Bach’s recurring themes of death and trouble find expression again this week in these post-Resurrection cantatas. Another of Bach’s themes is Christ’s call of discipleship. It occurs to me that, in the hands of us preachers, that call can seem more demanding than happy: we say in effect, “what have you done for the Lord lately? Why aren’t you serving Christ more completely?” After all, discipleship is a costly thing, so we have to remind people, lest they fall into “cheap grace.”

Bach’s cantatas are a lovely corrective to this one-sided emphasis. Discipleship may be costly, but it is also a cheap—and in fact, totally free—anchor for our lives. Many religious traditions teach the lasting peace that is found in affirming God, who is our true reality among the ephemeral and ultimately unsatisfying realities of life. My Muslim friends, for instance, find peace in submission to God; similarly my Hindu colleagues.

In our Christian tradition, we rely upon God’s unconditional love and promise to get us through life’s difficulties–to give us signposts and bearings, as Gardiner writes. In the Gospel lesson from John, Christ affirms that he goes away (i.e. dies) in order that he might be spiritually present for his followers, unlimited by time and geography. We’re so accustomed to the affirmation of Christ’s resurrection, that we forget what a momentous assurance it can be when we have all kinds of distress and fears.

As indicated in the CD notes, all English translations of texts are by Richard Stokes.

Yet I Would Gather Roses: Bach’s Cantatas for the Fifth Sunday after Easter

Continuing the post-Easter cantatas, CD 19 of the set of Bach’s sacred cantatas bring us near to Ascension Day, when the risen Christ finally leaves his disciples, who in turn aren’t sure what to do except to wait in Jerusalem for what happens next. The cantatas for Fifth Sunday after Easter (Rogate Sunday) are: “Wahrlich, wahrlich, ich sage euch” (BWV, 86, “Verily, verily I say unto you”), “Bisher habt ihr nichts gebeten in meinem Namen” (BWV 87, “Hitherto have ye asked nothing in my name”), and for this disc the liturgically unspecified “In allen meinen Taten” (BWV 97, “In all my undertakings”). The word “Rogate” comes from the Latin rogare, to ask, calling attention to the need to call upon God’s care amid life’s troubles. The four days before Ascension are called “rogation days.”

The cover photo is of a woman from Lhasa, Tibet.

▶ **DATA RECORDS**:
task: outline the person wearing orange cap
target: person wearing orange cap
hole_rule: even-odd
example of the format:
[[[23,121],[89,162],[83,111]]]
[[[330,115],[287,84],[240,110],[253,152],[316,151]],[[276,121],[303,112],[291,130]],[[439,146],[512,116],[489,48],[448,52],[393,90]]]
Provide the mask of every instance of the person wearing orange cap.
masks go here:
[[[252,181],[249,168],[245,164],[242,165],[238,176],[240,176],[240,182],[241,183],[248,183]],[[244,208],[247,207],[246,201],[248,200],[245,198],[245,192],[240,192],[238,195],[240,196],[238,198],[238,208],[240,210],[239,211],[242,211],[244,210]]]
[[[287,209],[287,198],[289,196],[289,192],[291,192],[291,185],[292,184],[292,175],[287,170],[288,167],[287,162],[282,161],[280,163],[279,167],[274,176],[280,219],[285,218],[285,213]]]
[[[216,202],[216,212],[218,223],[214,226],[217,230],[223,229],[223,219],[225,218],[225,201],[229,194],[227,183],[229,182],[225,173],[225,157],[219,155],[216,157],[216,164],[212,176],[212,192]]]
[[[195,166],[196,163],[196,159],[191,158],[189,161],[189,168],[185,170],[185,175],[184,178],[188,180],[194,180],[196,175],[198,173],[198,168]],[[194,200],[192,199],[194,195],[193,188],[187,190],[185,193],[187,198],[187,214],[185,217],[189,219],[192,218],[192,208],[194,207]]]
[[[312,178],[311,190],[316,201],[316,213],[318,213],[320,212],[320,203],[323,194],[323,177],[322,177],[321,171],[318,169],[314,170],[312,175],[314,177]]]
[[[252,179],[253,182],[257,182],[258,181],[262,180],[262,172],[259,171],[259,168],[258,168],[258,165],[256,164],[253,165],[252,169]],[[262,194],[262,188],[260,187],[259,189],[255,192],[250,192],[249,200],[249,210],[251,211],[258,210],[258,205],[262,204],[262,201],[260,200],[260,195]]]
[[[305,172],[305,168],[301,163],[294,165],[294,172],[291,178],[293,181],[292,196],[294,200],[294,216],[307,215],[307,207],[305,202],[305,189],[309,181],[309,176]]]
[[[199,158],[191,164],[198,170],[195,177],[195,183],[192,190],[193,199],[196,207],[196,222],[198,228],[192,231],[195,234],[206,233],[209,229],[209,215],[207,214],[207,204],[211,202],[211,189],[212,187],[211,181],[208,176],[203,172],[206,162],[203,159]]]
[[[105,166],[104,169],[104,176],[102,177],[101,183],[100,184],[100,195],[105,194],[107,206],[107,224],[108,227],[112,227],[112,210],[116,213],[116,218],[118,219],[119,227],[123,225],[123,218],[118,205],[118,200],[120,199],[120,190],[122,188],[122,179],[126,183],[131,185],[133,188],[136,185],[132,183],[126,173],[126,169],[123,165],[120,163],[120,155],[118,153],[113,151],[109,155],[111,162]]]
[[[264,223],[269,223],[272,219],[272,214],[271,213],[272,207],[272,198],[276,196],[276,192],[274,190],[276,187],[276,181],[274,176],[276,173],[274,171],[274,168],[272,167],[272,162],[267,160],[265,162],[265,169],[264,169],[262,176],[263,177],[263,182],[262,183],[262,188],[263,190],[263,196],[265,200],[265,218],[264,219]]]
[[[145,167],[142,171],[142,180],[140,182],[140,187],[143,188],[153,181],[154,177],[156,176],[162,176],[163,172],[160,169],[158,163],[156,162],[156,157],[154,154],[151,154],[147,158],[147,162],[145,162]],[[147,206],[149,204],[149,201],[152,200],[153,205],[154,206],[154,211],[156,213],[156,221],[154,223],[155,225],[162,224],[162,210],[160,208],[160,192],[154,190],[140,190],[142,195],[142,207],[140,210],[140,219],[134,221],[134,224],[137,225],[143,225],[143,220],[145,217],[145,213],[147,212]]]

▶ **AIM A**:
Rewrite the paragraph of the text on Bach's cantatas that begins "Bach's cantatas are a lovely corrective" as a bulleted list that keeps its main facts.
▶ **AIM B**:
According to the text on Bach's cantatas, what Latin word does "Rogate" come from, and what does that word mean?
The data is separate material, unrelated to the text.

▶ **EXPECTED ANSWER A**:
- Bach's cantatas correct a one-sided emphasis on the demands of discipleship.
- Discipleship may be costly, but it is also a cheap, in fact totally free, anchor for our lives.
- Many religious traditions teach the lasting peace found in affirming God, our true reality among the ephemeral and ultimately unsatisfying realities of life.
- For example, the writer's Muslim friends find peace in submission to God, and so do the writer's Hindu colleagues.

▶ **EXPECTED ANSWER B**:
It comes from the Latin rogare, which means "to ask."